- [EXERCISE AIM] Whenever the word "query" shows up in a line of the data, copy that line.

[Records contained in a dataset]

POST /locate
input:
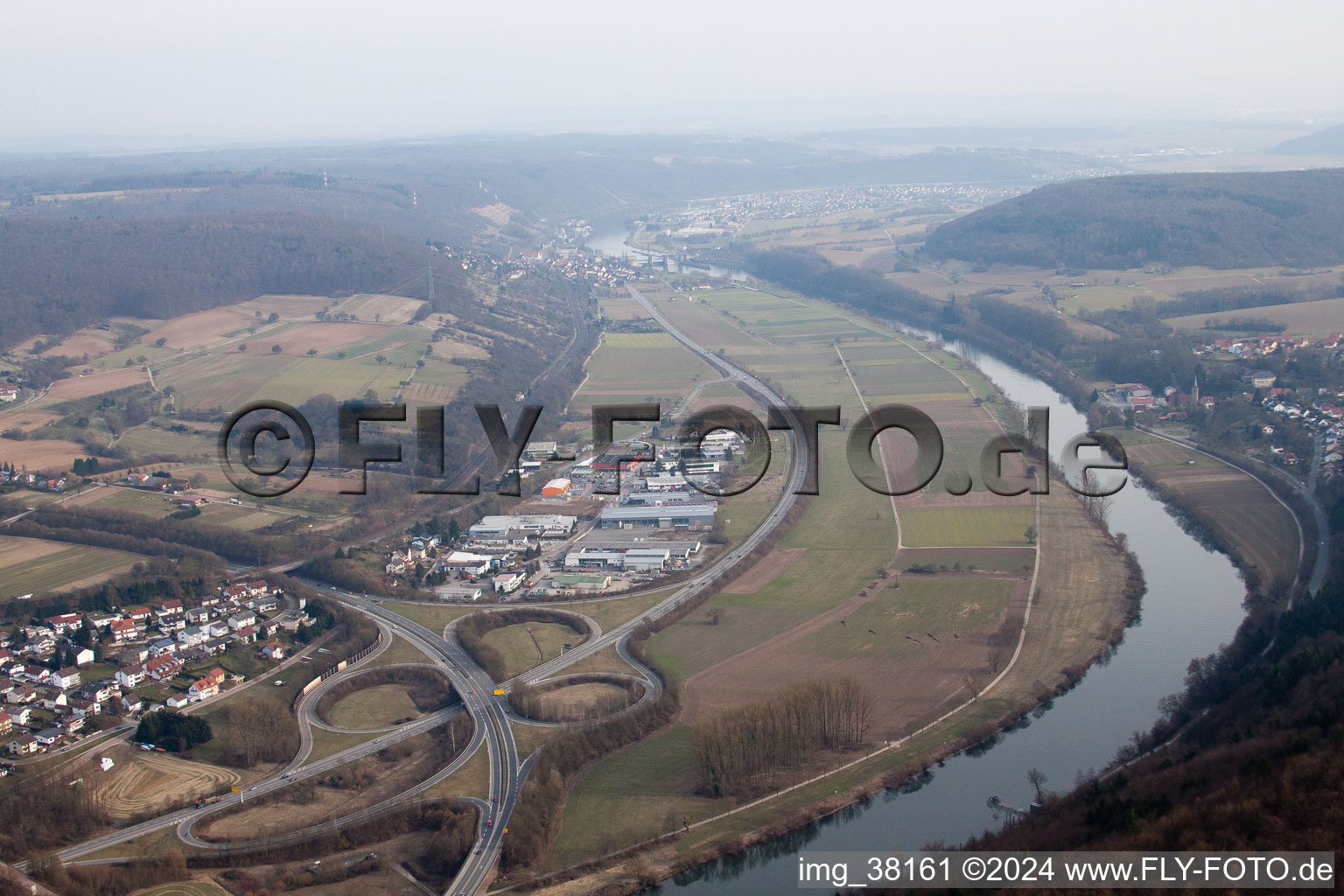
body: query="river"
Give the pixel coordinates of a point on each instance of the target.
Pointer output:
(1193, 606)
---
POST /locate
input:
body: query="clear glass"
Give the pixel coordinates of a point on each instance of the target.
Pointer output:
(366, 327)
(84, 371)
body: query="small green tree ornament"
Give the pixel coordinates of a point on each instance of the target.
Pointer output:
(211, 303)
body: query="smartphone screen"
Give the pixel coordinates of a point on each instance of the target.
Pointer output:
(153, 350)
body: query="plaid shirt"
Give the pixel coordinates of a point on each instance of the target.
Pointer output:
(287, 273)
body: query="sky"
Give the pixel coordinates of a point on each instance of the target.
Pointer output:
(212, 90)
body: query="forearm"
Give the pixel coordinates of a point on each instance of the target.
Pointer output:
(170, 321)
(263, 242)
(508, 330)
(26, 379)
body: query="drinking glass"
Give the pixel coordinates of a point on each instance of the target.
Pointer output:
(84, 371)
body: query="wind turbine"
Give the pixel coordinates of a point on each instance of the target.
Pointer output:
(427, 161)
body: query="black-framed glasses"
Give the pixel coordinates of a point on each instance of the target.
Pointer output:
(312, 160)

- [RESULT FOR THIS TASK]
body: query="river"
body: query="clear glass"
body: query="small green tree ornament"
body: query="smartphone screen"
body: query="plaid shirt"
body: query="sky"
body: query="forearm"
body: query="drinking glass"
body: query="wind turbine"
body: query="black-framed glasses"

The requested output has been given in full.